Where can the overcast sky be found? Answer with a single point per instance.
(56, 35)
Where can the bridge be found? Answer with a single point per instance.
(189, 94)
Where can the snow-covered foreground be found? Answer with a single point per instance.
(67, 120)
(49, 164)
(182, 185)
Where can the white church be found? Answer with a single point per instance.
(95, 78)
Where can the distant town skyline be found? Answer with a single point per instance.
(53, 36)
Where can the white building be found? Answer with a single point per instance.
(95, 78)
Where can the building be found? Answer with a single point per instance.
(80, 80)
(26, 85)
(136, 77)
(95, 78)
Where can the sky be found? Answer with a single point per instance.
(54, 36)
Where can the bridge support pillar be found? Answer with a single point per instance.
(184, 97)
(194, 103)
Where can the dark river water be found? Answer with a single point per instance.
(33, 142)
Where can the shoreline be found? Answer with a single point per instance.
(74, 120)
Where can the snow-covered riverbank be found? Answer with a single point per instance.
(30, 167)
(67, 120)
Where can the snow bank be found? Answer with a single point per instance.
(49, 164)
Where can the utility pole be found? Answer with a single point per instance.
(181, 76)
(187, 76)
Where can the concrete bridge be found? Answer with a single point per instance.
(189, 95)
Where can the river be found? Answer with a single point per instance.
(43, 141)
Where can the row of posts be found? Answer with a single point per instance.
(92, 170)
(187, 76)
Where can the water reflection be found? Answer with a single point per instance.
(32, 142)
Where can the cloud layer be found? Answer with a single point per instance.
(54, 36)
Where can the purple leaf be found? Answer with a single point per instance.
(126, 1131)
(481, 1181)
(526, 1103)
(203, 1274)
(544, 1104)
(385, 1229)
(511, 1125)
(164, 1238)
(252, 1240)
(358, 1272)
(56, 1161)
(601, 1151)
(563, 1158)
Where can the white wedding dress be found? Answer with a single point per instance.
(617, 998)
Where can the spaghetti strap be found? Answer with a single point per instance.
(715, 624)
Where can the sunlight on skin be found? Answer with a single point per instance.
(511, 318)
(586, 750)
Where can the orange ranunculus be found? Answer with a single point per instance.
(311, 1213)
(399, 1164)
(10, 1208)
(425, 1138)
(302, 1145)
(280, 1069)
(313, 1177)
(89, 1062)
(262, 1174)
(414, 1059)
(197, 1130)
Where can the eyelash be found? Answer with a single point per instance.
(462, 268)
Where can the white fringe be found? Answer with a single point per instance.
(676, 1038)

§

▶ _REQUIRED ACTION_: Word for word, repeat every record.

▶ _SOLUTION TO THE EXERCISE_:
Where can the overcast sky be found? Answer with a single point per instance.
(56, 35)
Where can the bridge be found? Answer with a single point per instance.
(189, 94)
Where can the snow-covered foreground be found? Answer with a single point per instance.
(67, 120)
(49, 164)
(182, 185)
Where can the white church be found? Answer with a single point per instance.
(95, 78)
Where can the distant town skyline be found? Answer with a single point per instance.
(53, 36)
Where can the white building be found? Answer with a single point per instance.
(95, 78)
Where can the building be found? Answer with a single point per instance.
(80, 80)
(26, 85)
(136, 77)
(95, 78)
Where can the sky be found? Answer with a single point per instance.
(54, 36)
Where can the bridge support pillar be found? Answer with a single point per instance.
(184, 97)
(194, 103)
Where can the dark river water be found? Answer with a single point per instance.
(33, 142)
Where can the shoreline be found? Answer with a single point per instance.
(74, 120)
Where can the snow-covered riverbank be found? Answer with a single point per instance.
(30, 167)
(67, 120)
Where can the snow bank be found? Answer with a single point per instance.
(49, 164)
Where can the utility pole be found? Answer with a single point per instance.
(181, 76)
(187, 76)
Where can the concrete bridge be found? Answer with a single point per instance.
(189, 95)
Where can the river be found? Answer with a single point per instance.
(43, 141)
Where can the row of posts be found? Answer with a single point per instance.
(92, 170)
(187, 76)
Where can the water reflection be found? Answer with a single point per instance.
(32, 142)
Where can the cloud layer be found? Answer with a single point per instance.
(54, 36)
Where can the purple leaf be found? Answer with a single point per instance.
(126, 1131)
(481, 1181)
(526, 1103)
(203, 1274)
(544, 1104)
(385, 1229)
(511, 1125)
(164, 1238)
(252, 1240)
(358, 1272)
(56, 1161)
(601, 1151)
(563, 1158)
Where can the white wedding dress be found? Answer with a single point per instance.
(617, 998)
Where can the spaghetti strap be found? Answer with a single point per instance.
(715, 624)
Where can the sunlight on skin be found? Answer with a single point per instance.
(511, 318)
(586, 750)
Where can the orange ranunculus be found? Answer with a single point per instance.
(311, 1213)
(399, 1164)
(10, 1208)
(425, 1138)
(302, 1145)
(280, 1069)
(313, 1177)
(89, 1062)
(262, 1174)
(414, 1059)
(197, 1130)
Where can the eyelash be found? Answer with a single point per instance.
(462, 268)
Where can the white fringe be found? Answer with a single point per instance.
(676, 1038)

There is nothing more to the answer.